** Provided entries follows **

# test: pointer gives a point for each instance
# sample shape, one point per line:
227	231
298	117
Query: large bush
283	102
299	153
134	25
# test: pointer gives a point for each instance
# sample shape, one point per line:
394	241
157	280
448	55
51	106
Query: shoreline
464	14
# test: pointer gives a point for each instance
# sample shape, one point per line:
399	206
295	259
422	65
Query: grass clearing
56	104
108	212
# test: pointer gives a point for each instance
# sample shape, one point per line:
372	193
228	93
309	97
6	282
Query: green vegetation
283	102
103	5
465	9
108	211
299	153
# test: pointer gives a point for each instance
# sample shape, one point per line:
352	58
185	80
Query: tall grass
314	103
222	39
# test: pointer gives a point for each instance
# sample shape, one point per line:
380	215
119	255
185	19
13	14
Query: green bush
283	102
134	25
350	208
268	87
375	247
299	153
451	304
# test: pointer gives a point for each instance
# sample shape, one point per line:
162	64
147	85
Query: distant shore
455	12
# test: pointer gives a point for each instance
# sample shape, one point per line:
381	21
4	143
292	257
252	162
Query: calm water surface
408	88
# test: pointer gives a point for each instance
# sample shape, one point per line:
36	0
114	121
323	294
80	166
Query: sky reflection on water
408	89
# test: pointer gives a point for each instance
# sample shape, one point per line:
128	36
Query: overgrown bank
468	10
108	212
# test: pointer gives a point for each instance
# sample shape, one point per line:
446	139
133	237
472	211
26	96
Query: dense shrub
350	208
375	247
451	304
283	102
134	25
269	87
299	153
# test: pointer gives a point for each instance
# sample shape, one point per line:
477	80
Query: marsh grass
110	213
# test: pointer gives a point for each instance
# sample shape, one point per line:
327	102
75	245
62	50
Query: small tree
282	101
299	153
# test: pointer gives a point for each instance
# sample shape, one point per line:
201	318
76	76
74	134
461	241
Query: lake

** End of Provided entries **

▶ Aim of the task
What you return should match the entries above exactly.

▶ Answer for the task
# test: pointer gives a point for each instance
# sample shape, one point per line:
227	231
298	117
Query: large bush
283	102
299	153
134	25
# test: pointer gives a point for each instance
# sample shape, one point per line:
394	241
157	280
448	55
51	106
Query: shoreline
464	14
# test: pointer gives a point for each instance
# sample shape, one point per line:
399	206
295	259
422	65
Query: grass clearing
56	104
108	212
# test: pointer gives a point for each instance
# sample shape, one point per line:
372	193
228	93
309	97
6	282
Query: green vegetation
283	102
103	5
465	9
108	211
299	153
# test: pointer gives a point for each instance
# sample shape, one point per line:
352	58
185	80
Query: tall grass
314	103
222	39
# test: pointer gives a point for each instance
# sample shape, one point per line:
380	215
119	255
185	19
13	14
Query: green bush
283	102
134	25
350	208
268	87
375	247
299	153
451	304
# test: pointer gives a point for each instance
# sample shape, one point per line:
162	64
147	85
Query: distant shore
455	12
# test: pointer gives a point for each instance
# sample shape, one point per line:
381	21
4	143
292	257
252	162
Query: calm water surface
408	88
# test: pointer gives a point for each instance
# sample shape, one point per line:
36	0
114	121
323	294
80	166
Query: sky reflection on water
408	89
# test: pointer gives a point for each instance
# sample shape, one point per line:
128	36
Query: overgrown bank
468	10
108	212
# test: pointer gives a point for each instance
# sample shape, one point per line:
446	139
133	237
472	211
26	96
Query: dense shrub
350	208
375	247
451	304
283	102
134	25
269	87
299	153
# test: pointer gives a point for each instance
# sample shape, one point per line:
477	80
Query: marsh grass
110	213
# test: pointer gives a point for each instance
# sample shape, one point per line:
327	102
75	245
62	50
Query: small tree
282	101
299	153
# test: pointer gives a point for each instance
# sample shape, one point per line:
201	318
76	76
74	134
461	241
Query: lake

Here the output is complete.